• [GOAL] Please count the lines in the items below that contain the word "bicycle", and reply with only that number.

begin RECORDS SUPPLIED

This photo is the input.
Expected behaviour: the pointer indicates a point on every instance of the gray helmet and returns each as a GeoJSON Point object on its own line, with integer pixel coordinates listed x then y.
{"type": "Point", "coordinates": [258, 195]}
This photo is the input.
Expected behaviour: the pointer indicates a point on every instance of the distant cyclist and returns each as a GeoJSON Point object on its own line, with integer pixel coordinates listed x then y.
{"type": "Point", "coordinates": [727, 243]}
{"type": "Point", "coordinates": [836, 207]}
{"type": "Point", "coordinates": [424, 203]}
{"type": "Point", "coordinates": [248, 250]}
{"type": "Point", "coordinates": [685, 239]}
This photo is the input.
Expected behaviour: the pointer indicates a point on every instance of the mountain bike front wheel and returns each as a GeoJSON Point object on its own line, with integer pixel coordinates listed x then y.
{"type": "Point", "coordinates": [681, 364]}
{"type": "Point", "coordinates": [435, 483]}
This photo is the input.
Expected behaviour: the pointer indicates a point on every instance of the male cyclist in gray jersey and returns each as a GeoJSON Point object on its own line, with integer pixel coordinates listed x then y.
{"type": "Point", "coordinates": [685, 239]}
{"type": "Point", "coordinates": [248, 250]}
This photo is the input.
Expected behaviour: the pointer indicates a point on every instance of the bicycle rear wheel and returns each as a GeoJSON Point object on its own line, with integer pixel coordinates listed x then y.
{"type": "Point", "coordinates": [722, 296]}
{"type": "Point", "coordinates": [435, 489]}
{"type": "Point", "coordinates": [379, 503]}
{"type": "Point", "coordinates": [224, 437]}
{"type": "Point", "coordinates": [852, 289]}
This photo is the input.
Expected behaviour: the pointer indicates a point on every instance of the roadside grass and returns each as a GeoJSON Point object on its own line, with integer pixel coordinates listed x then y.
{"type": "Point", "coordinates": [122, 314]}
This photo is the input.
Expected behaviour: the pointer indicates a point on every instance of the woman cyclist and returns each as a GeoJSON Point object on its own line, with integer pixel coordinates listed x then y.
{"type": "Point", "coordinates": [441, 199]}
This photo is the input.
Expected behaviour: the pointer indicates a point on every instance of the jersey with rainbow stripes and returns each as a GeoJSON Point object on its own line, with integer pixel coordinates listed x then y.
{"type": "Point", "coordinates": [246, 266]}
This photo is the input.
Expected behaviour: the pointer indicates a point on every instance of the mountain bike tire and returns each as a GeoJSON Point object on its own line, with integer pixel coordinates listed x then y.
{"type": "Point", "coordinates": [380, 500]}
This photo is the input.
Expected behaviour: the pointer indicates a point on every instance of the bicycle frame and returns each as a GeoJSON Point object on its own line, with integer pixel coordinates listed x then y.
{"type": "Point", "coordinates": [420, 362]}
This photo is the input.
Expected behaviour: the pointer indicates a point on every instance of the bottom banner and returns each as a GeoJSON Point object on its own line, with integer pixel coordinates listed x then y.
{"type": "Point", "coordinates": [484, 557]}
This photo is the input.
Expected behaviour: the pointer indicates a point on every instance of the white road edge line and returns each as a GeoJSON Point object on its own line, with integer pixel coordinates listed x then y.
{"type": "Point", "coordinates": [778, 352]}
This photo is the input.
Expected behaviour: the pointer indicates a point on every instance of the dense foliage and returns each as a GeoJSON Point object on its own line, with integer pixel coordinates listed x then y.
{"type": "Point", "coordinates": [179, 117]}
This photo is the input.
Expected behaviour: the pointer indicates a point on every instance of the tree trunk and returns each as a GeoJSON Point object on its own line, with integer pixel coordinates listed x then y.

end RECORDS SUPPLIED
begin RECORDS SUPPLIED

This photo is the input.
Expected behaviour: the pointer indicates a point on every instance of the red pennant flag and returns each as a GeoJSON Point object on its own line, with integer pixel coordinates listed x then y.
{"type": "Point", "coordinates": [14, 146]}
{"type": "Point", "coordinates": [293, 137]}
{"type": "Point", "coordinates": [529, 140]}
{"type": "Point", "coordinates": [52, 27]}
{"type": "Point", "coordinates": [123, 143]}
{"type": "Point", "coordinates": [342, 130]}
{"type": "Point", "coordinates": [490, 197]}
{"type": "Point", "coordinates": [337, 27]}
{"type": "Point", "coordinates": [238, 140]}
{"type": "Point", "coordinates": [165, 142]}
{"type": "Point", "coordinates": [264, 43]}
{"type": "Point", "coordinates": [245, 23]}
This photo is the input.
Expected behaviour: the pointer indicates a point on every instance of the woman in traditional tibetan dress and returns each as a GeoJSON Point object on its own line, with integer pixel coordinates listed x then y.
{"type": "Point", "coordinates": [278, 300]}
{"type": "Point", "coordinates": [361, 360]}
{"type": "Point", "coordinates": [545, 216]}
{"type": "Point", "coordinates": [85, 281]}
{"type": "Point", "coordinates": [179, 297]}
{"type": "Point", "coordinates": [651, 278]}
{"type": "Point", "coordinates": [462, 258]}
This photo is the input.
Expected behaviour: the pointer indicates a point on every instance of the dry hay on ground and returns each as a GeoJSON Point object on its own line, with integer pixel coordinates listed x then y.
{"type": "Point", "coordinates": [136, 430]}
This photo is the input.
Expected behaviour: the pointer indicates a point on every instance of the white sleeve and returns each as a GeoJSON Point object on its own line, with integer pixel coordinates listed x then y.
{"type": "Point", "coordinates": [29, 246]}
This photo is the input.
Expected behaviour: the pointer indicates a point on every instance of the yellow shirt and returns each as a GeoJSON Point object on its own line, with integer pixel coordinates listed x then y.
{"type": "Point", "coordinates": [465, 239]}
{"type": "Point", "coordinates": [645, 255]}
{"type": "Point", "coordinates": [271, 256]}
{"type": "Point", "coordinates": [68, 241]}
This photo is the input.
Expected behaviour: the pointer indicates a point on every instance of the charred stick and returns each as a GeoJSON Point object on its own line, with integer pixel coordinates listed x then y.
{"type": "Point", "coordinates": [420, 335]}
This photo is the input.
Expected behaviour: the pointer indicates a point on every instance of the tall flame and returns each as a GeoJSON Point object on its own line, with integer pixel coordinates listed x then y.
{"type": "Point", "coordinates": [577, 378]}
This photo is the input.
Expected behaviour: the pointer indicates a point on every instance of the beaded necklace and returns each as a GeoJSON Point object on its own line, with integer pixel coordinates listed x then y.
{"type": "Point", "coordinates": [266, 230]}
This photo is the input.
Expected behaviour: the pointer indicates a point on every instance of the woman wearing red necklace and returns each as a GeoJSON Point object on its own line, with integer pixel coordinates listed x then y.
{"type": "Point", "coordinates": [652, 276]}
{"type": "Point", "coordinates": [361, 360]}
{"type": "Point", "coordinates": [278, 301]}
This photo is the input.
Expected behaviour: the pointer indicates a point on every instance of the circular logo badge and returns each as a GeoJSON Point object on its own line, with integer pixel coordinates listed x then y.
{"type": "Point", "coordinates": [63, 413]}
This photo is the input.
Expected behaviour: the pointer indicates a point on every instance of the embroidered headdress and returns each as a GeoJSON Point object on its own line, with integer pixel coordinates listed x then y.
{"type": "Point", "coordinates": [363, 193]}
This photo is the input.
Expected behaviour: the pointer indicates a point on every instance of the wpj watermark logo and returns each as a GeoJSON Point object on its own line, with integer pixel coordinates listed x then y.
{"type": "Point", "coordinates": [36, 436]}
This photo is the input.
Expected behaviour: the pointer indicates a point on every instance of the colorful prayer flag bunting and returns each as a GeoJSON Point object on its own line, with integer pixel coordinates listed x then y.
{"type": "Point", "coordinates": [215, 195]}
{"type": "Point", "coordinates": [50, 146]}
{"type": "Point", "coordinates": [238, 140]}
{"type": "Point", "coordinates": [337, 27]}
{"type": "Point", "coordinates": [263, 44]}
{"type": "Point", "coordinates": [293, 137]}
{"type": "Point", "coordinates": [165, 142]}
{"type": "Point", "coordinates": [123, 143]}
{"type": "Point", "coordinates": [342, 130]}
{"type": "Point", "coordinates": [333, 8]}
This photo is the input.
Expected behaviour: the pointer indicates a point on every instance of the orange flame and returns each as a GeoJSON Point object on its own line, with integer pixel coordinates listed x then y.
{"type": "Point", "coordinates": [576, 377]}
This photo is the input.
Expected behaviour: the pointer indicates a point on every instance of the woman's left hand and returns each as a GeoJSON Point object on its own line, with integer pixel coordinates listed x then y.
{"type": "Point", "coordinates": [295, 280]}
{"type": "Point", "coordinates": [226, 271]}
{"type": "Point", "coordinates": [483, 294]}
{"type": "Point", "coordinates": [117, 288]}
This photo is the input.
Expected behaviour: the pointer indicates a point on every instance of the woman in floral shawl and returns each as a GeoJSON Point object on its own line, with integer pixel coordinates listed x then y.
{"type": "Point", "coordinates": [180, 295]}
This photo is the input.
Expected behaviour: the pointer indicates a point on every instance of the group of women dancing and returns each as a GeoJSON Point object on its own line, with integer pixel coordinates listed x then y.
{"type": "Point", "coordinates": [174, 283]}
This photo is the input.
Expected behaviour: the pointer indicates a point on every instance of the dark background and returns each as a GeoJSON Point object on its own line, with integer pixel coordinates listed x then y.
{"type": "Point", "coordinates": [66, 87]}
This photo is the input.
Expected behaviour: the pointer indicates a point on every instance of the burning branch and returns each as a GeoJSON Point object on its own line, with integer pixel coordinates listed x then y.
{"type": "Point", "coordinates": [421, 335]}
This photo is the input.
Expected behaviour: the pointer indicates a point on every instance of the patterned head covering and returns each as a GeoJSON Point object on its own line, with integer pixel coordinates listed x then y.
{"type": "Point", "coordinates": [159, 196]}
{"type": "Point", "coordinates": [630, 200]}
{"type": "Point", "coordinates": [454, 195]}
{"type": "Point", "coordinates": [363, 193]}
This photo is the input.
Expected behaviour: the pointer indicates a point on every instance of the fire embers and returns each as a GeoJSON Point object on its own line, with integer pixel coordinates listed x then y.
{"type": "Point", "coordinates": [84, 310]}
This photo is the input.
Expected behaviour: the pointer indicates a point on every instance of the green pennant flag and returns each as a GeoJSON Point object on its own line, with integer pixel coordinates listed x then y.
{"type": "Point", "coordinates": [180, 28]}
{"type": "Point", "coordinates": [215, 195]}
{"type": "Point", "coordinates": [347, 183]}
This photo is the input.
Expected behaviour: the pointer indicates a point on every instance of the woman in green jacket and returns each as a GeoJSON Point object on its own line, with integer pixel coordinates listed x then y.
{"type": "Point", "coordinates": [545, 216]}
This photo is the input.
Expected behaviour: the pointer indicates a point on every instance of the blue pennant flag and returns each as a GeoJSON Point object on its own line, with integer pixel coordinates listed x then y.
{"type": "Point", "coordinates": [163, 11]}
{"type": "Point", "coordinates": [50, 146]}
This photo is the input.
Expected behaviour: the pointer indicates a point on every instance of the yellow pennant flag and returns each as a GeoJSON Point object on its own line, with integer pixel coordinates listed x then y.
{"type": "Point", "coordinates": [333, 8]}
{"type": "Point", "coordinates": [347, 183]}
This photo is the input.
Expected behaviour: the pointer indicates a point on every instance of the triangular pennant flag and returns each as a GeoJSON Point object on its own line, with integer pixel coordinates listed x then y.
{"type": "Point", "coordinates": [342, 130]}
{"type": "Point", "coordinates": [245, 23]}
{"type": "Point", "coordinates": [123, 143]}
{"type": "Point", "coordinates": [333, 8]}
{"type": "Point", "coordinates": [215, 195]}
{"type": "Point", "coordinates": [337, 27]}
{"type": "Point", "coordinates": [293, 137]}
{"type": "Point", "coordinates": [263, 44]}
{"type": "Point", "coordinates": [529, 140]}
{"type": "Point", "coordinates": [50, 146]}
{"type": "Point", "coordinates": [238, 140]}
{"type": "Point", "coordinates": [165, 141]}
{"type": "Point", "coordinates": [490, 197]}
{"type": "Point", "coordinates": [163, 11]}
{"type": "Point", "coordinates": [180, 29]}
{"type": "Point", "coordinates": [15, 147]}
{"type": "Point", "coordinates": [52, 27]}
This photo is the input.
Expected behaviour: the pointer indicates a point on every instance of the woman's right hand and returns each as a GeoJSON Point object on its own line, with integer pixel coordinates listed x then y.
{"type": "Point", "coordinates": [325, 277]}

end RECORDS SUPPLIED
begin RECORDS SUPPLIED

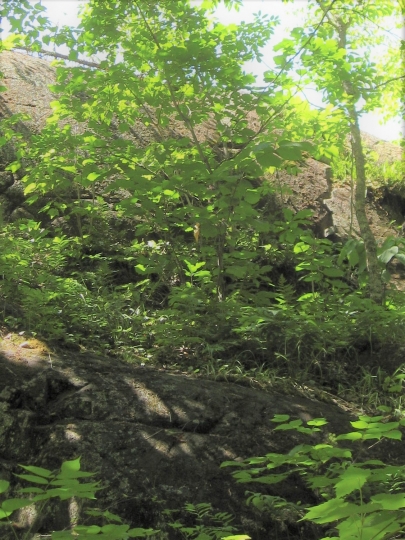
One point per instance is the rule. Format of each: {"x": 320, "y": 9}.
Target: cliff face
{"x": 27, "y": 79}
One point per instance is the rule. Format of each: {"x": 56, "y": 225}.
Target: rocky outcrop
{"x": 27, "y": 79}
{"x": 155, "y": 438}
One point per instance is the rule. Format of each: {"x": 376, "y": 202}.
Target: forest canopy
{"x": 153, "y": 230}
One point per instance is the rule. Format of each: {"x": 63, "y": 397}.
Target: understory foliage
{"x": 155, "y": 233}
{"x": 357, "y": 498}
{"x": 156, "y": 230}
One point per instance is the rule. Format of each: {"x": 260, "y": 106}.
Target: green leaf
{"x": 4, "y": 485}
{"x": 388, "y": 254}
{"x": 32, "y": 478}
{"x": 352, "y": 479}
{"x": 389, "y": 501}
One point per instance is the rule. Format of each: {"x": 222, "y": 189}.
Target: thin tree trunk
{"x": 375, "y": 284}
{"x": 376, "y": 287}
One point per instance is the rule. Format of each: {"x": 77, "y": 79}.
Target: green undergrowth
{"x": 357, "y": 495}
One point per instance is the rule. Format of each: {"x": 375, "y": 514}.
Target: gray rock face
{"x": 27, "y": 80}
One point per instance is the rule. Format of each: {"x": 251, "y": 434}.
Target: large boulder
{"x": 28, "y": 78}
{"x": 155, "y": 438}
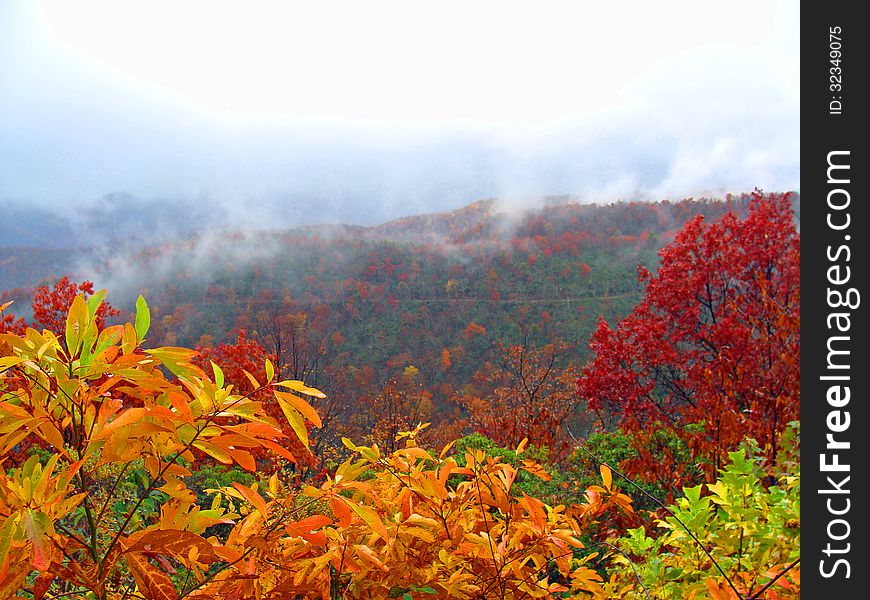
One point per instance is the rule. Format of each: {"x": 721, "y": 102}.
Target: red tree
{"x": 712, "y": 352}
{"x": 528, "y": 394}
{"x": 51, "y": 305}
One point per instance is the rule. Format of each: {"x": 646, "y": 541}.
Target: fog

end RECORDS SUPPLIED

• [WRITTEN SOLUTION] 2